- Fragmento de lectura

Acabamos de leer el pasaje del encuentro de Jesús con un hombre rico que busca alcanzar la vida eterna. Dependiendo de quién lo lea y en qué contexto, puede que no se entienda del todo la pregunta de este hombre. Y esto ocurre porque, para algunos, la expresión «vida eterna» es un concepto vacío. Hablar de vida eterna, desde la perspectiva cristiana, implica aceptar que la realidad tiene dos dimensiones: una es la de este mundo, donde las distancias se miden en metros y kilómetros, los pesos en libras o kilogramos, y el tiempo en relojes y calendarios. Para muchas personas, incluso algunas que se declaran católicas, esa es la única realidad que cuenta, la que tiene valor y consistencia.
«Para algunos, la expresión «vida eterna» es un concepto vacío.»
Esto se refleja en lo que suelen pensar en los funerales. Todos los difuntos, independientemente de cómo hayan vivido, parecen ir a un estado de paz, en algún lugar indefinido, y las exequias se convierten en simples homenajes en su honor. Pedir por el perdón de sus pecados casi parece un insulto a su memoria, cuando en realidad el sentido principal de las exequias es orar por su liberación del purgatorio. La idea de que esa otra dimensión, la vida eterna, incida en nuestra vida o que tengamos que rendir cuentas a Dios por nuestros actos, es ajena a muchos, incluso a algunos cristianos. En ese contexto, la vida eterna que busca el hombre del Evangelio se percibe como un concepto sin verdadero contenido.
Según la fe católica, este mundo es creación de Dios, pero es pasajero y caduco. La otra dimensión es la realidad definitiva, verdaderamente real, aunque ahora sea invisible a nuestros ojos. Sin embargo, ya está presente a través de la providencia divina y su gracia. La vida eterna que el hombre del Evangelio desea es, en esencia, la vida con Dios, una realidad mucho más sólida que este mundo tangible en el que vivimos temporalmente. Quien se llama cristiano pero no permite que esa realidad invisible ilumine el sentido de este mundo visible, tiene una comprensión distorsionada de la realidad según el Evangelio. A esa plenitud llegamos tras la muerte.

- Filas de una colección

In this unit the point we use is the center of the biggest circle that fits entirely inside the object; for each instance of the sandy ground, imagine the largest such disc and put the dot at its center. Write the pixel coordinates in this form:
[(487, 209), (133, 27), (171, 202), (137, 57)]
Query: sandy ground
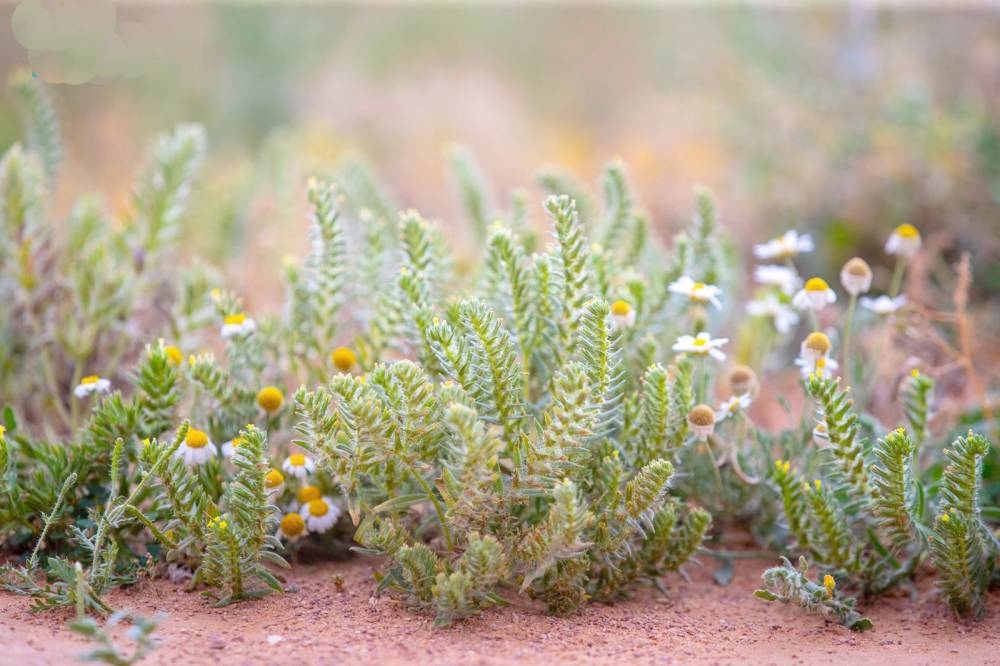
[(699, 622)]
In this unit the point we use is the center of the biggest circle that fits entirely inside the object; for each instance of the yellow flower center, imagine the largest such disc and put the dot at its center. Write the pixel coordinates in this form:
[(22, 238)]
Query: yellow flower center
[(196, 439), (817, 284), (620, 308), (702, 415), (292, 524), (273, 479), (270, 399), (174, 355), (308, 494), (818, 342), (343, 359), (318, 508)]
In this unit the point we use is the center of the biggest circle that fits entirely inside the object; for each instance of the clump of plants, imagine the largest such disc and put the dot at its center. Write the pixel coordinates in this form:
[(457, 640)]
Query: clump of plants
[(557, 419)]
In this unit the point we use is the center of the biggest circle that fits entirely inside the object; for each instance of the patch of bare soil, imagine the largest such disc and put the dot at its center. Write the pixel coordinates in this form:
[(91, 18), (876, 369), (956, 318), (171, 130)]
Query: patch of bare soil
[(699, 622)]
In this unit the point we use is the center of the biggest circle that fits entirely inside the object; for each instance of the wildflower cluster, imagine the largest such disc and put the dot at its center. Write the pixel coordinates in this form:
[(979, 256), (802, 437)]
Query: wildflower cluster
[(566, 421)]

- Indicación A
Responde a estas preguntas sobre el fragmento de lectura:
(i) ¿En qué unidades se miden los pesos en la dimensión de este mundo?
(ii) ¿Cuál es el sentido principal de las exequias?
(iii) Según la fe católica, ¿qué dos adjetivos describen este mundo, además de ser creación de Dios?
- Indicación B
Actualiza las filas proporcionadas desde la línea que contiene "of the wildflower" hasta el final de las filas, ambos extremos incluidos, y reemplaza "wildflower cluster" por "flower patch" sin cambiar nada más. Devuelve solo esas líneas.

- Resultado del ejercicio A
(i) En libras o kilogramos.
(ii) Orar por la liberación de los difuntos del purgatorio.
(iii) Pasajero y caduco.

- Resultado del ejercicio B
In this unit the point we use is the center of the biggest circle that fits entirely inside the object; for each instance of the flower patch, imagine the largest such disc and put the dot at its center. Write the pixel coordinates in this form:
[(979, 256), (802, 437)]
Query: flower patch
[(566, 421)]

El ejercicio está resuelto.